ARTICLE ->
LCORE-1872: Launch Llama Stack container via Makefile orchestration

anik120 · anik120 · commit 3cfb68cb72a7 · 2026-05-19T13:58:22.000-04:00
Enables LCORE to automatically launch Llama Stack as a containerized service
through Makefile orchestration. Running make run now handles all infrastructure setup:
i) building the container image
ii) stopping any existing instance
iii) launching a fresh llama-stack container
iv) waiting for started container's health check
v) and finally starting the lightspeed-stack service.

Signed-off-by: Anik Bhattacharjee &lt;anbhatta@redhat.com&gt;
diff --git a/Makefile b/Makefile
@@ -11,13 +11,96 @@ PYTHON_REGISTRY = pypi
 CONFIG ?= lightspeed-stack.yaml
 LLAMA_STACK_CONFIG ?= run.yaml
 
-run: ## Run the service locally
+# Container configuration
+LLAMA_STACK_CONTAINER_NAME ?= lightspeed-llama-stack
+LLAMA_STACK_IMAGE ?= lightspeed-llama-stack:local
+LLAMA_STACK_PORT ?= 8321
+CONTAINER_RUNTIME ?= $(shell command -v podman 2>/dev/null || command -v docker 2>/dev/null)
+
+.PHONY: run build-llama-stack-image remove-llama-stack-container start-llama-stack-container wait-for-llama-stack-health clean-llama-stack
+
+run: start-llama-stack-container ## Run the service locally with llama-stack container
+	@echo "Starting Lightspeed Core Stack..."
 	uv run src/lightspeed_stack.py -c $(CONFIG)
 
-run-llama-stack: ## Start Llama Stack with enriched config (for local service mode)
-	uv run src/llama_stack_configuration.py -c $(CONFIG) -i $(LLAMA_STACK_CONFIG) -o $(LLAMA_STACK_CONFIG) && \
-	AZURE_API_KEY=$$(grep '^AZURE_API_KEY=' .env | cut -d'=' -f2-) \
-	uv run llama stack run $(LLAMA_STACK_CONFIG)

TASK ->
Could you condense the commit message's paragraph that begins "Enables LCORE to automatically launch" into a shorter version that keeps its main facts?

EXTRACTED RECORDS ->
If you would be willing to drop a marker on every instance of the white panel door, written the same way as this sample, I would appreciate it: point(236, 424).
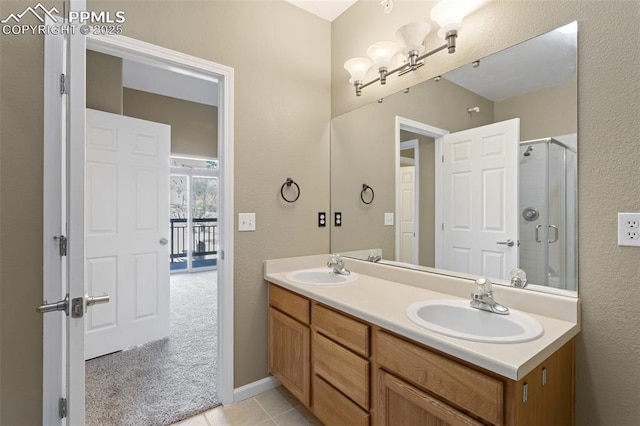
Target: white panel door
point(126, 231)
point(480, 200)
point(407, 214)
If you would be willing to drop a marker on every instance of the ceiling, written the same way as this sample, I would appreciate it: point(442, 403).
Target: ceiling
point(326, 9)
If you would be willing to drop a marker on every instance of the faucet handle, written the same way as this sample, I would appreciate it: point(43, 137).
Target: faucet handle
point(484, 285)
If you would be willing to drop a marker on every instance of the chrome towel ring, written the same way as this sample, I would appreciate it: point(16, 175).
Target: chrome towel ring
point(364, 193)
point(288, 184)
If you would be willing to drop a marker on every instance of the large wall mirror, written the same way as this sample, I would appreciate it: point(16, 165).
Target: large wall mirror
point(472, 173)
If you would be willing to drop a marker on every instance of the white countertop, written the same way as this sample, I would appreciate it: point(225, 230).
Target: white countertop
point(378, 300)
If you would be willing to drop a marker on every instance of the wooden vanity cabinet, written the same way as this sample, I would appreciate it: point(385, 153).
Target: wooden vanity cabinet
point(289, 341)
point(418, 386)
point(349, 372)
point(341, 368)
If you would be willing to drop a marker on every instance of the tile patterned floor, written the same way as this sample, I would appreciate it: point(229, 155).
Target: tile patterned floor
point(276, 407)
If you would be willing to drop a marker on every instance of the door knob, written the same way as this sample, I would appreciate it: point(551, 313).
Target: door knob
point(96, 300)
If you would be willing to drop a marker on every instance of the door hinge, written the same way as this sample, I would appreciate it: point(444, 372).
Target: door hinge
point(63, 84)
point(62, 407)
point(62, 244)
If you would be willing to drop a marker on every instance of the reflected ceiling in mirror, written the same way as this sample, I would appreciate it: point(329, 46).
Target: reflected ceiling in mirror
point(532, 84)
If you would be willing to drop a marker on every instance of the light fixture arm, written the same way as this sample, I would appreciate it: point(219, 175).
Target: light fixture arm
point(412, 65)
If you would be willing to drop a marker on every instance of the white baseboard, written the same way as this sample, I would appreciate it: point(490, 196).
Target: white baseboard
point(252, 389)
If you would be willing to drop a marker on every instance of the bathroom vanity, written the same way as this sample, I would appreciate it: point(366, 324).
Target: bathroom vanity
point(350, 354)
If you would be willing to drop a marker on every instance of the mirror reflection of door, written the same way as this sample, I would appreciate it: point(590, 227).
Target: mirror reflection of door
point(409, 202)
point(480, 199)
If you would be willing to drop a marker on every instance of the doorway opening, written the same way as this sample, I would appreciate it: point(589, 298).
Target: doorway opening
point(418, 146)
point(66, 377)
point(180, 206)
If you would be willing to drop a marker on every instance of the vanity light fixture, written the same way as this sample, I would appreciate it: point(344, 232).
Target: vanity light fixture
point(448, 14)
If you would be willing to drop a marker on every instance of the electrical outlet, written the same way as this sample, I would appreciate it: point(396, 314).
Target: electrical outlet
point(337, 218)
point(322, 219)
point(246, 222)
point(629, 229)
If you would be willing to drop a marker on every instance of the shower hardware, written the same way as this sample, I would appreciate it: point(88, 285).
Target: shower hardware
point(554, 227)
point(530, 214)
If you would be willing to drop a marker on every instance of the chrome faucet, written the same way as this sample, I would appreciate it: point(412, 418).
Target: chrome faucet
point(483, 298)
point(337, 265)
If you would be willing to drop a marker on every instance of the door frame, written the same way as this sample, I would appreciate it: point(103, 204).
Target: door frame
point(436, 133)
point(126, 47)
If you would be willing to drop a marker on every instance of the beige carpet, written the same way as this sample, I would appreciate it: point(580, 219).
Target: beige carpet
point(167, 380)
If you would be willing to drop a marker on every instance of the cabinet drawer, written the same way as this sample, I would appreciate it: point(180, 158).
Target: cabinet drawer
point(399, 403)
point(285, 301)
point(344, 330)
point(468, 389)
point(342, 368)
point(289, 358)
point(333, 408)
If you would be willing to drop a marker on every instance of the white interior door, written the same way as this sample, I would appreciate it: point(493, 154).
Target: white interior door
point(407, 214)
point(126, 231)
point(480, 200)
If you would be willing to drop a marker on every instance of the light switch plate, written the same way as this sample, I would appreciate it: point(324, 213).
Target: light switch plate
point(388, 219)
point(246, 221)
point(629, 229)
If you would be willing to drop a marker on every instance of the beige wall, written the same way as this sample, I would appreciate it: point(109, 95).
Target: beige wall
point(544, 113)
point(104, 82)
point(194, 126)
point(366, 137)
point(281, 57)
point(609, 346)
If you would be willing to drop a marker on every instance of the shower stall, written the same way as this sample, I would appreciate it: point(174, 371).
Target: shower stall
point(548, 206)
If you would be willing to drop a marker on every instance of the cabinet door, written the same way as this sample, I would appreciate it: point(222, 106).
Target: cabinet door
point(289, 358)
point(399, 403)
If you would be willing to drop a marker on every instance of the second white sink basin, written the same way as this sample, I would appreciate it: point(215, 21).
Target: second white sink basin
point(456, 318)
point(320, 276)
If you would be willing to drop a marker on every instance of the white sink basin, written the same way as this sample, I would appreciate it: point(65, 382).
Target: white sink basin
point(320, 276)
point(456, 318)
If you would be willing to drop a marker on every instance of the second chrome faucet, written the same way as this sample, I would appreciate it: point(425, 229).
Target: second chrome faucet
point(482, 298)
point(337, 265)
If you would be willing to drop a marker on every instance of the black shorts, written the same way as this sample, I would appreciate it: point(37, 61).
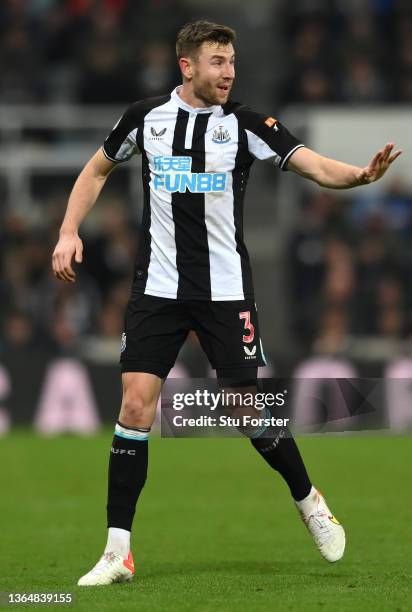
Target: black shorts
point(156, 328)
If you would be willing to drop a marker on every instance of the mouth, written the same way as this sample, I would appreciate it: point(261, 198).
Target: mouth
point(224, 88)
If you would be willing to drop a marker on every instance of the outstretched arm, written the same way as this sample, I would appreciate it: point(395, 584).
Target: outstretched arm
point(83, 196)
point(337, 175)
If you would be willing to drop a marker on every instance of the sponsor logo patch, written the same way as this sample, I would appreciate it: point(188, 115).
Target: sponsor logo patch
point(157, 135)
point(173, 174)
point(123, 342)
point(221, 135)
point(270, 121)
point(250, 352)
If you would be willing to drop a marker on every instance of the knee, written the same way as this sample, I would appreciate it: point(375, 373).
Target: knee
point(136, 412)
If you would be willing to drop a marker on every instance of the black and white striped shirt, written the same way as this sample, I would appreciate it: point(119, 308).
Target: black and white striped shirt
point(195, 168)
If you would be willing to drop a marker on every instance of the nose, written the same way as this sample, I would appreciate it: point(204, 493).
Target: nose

TASK OUTPUT ->
LCORE can now launch Llama Stack automatically as a container through the Makefile. Running make run builds the image, stops any existing instance, starts a fresh llama-stack container, waits for its health check, and then starts the lightspeed-stack service.